START Input
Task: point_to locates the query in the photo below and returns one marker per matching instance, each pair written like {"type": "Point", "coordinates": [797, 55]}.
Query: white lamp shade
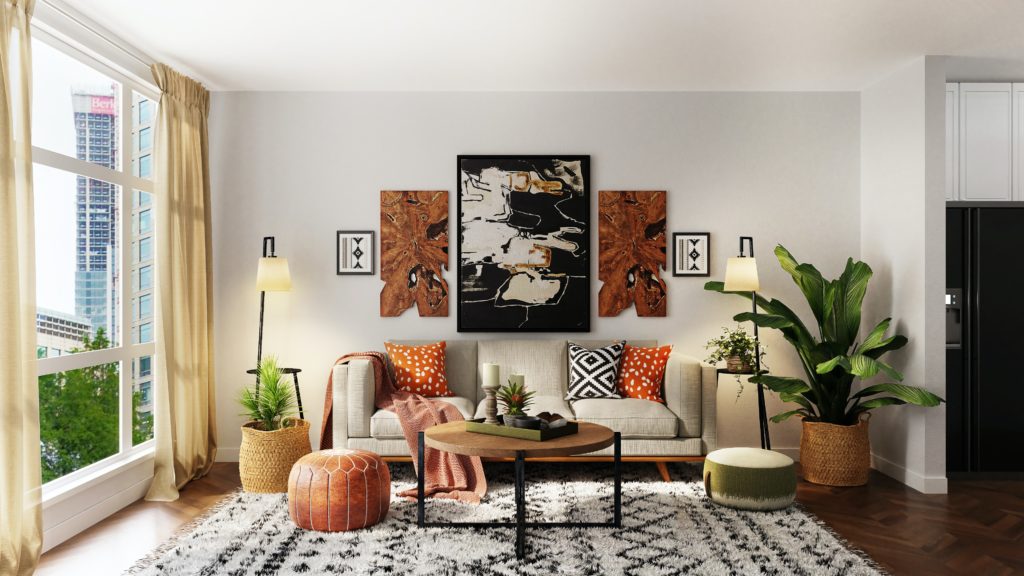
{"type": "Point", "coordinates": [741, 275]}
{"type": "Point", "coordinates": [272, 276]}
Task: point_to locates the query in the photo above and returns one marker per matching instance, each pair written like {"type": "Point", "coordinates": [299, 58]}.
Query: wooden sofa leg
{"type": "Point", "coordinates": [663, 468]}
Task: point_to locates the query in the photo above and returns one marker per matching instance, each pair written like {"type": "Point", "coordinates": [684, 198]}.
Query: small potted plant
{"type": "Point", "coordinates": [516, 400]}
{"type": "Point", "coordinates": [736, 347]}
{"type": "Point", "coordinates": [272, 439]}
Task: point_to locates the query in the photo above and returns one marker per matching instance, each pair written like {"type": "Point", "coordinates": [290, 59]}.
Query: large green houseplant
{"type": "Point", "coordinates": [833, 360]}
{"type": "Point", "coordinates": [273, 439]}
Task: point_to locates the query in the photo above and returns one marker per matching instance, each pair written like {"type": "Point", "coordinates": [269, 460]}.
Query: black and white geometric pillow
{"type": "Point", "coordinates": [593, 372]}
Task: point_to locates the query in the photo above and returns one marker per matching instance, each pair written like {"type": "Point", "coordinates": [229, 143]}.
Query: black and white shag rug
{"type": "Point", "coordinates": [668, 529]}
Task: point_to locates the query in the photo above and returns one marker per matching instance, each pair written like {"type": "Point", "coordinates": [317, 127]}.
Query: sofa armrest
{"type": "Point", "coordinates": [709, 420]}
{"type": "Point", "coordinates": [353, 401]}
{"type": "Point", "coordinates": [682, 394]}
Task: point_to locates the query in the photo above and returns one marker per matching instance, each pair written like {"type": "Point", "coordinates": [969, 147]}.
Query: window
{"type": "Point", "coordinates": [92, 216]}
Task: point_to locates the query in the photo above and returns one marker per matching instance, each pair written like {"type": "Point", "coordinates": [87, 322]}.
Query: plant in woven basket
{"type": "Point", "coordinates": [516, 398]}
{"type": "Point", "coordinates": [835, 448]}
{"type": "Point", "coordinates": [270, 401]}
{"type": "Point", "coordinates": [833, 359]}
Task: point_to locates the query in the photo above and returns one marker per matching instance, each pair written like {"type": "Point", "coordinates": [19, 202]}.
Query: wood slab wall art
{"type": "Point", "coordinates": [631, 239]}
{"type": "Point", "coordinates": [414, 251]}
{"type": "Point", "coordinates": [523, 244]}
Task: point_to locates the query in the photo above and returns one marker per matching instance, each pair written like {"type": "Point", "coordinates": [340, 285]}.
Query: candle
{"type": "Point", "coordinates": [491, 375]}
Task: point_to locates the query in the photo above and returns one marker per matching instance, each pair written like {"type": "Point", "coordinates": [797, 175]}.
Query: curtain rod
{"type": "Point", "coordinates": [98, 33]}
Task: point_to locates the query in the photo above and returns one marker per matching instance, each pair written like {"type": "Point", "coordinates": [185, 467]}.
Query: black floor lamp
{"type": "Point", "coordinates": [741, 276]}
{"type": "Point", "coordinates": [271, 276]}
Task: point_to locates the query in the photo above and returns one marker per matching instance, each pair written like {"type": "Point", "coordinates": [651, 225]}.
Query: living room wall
END Input
START Input
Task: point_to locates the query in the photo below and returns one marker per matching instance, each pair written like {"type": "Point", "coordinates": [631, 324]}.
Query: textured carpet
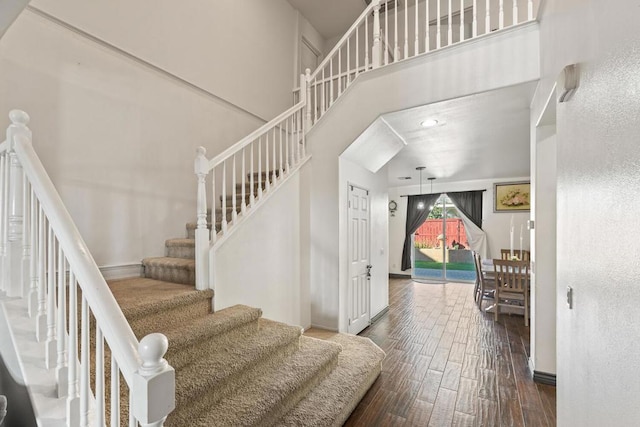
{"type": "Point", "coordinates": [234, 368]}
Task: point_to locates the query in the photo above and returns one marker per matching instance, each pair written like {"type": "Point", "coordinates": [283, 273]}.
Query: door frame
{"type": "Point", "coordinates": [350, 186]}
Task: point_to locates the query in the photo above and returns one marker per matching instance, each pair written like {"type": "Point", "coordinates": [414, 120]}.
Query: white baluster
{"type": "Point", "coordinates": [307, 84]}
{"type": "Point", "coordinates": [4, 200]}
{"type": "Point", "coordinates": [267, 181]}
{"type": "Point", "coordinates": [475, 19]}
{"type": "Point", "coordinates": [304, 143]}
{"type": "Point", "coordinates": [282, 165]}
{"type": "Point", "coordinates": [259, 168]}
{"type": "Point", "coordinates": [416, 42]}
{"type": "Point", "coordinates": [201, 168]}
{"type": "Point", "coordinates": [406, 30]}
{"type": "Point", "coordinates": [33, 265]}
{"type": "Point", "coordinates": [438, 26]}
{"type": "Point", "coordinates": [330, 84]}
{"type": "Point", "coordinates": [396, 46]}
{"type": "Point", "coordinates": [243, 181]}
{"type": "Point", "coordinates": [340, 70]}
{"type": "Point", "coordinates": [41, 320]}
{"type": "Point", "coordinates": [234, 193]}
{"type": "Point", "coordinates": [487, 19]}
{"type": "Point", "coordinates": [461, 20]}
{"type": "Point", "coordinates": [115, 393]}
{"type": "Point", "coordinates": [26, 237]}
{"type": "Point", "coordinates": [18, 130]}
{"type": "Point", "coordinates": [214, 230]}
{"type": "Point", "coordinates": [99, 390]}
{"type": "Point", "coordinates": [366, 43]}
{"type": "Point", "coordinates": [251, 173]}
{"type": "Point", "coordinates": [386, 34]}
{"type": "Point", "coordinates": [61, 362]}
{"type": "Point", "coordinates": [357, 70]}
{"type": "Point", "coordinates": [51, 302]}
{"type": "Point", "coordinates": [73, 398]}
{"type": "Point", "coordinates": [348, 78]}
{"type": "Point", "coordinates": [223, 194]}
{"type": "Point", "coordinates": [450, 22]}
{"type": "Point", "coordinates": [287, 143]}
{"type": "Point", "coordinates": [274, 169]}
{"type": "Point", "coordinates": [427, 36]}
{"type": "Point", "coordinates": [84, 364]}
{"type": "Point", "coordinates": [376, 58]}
END Input
START Input
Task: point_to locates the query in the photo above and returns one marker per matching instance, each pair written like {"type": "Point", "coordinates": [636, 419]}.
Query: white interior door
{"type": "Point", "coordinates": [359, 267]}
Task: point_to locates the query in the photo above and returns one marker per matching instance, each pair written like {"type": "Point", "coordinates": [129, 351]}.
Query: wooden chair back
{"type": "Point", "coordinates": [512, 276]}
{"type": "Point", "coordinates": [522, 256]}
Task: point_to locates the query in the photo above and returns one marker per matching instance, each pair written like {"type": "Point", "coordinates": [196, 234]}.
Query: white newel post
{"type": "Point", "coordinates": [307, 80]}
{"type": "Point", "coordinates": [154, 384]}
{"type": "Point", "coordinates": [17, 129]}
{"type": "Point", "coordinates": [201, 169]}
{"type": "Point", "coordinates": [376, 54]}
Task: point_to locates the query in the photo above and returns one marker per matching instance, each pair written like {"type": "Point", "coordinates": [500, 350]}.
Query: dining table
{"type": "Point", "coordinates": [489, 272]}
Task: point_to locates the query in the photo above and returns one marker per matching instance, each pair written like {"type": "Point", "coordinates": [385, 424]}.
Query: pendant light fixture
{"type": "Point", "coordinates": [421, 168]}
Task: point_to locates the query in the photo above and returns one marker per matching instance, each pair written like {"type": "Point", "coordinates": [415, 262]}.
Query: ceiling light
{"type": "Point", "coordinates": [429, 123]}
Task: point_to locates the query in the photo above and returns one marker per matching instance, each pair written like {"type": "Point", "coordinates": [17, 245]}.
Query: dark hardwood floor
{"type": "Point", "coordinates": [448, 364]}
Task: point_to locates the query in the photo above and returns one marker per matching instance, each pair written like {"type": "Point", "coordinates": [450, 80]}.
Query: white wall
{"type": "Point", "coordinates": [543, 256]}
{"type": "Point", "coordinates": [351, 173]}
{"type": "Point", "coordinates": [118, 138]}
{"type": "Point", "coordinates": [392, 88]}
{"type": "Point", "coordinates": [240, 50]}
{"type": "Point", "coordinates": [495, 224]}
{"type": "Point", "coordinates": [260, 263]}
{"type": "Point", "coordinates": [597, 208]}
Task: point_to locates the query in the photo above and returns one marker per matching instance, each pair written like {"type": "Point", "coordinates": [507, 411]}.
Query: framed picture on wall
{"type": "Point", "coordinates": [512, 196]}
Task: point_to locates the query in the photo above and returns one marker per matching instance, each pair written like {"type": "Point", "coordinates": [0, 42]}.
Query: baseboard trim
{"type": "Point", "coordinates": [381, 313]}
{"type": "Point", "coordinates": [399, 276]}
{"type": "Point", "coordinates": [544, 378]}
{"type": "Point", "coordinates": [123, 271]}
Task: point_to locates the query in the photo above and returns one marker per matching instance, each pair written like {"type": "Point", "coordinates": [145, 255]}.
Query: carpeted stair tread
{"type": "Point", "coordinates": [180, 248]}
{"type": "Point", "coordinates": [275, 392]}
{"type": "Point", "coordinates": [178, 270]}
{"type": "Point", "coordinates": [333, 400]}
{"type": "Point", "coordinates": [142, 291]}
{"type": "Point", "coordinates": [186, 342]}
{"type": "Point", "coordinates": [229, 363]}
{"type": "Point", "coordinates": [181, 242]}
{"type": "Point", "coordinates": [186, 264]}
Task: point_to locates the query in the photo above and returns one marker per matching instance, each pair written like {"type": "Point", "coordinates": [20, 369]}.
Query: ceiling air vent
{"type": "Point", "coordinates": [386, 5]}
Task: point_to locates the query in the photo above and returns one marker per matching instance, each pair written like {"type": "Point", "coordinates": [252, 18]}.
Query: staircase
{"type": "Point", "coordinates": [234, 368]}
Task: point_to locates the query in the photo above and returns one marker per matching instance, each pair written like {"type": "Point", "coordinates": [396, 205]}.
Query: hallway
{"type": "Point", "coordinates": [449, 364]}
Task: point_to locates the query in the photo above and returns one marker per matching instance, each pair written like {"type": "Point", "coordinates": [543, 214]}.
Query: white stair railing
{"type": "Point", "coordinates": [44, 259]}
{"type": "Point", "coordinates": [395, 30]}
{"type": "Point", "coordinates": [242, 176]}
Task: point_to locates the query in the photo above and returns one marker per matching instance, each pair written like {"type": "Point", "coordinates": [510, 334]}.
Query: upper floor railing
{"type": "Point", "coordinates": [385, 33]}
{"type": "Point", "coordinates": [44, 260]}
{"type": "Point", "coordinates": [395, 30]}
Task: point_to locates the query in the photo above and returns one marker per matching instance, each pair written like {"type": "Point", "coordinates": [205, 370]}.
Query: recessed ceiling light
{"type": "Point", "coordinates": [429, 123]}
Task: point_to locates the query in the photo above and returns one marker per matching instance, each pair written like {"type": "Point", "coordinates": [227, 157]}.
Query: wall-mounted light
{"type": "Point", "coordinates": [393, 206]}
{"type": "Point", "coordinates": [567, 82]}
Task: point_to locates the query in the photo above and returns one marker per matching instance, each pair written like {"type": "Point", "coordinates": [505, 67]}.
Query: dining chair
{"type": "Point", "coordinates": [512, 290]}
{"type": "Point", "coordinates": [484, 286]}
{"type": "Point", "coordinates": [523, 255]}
END Input
Find every line in the records that uses the string "below", then copy it.

Task: point_to locates the query in the photo below and returns one marker per matching instance, each pair written like {"type": "Point", "coordinates": [797, 55]}.
Task: point_to locates the query in the photo below and returns one marker per matching instance, each pair written like {"type": "Point", "coordinates": [631, 324]}.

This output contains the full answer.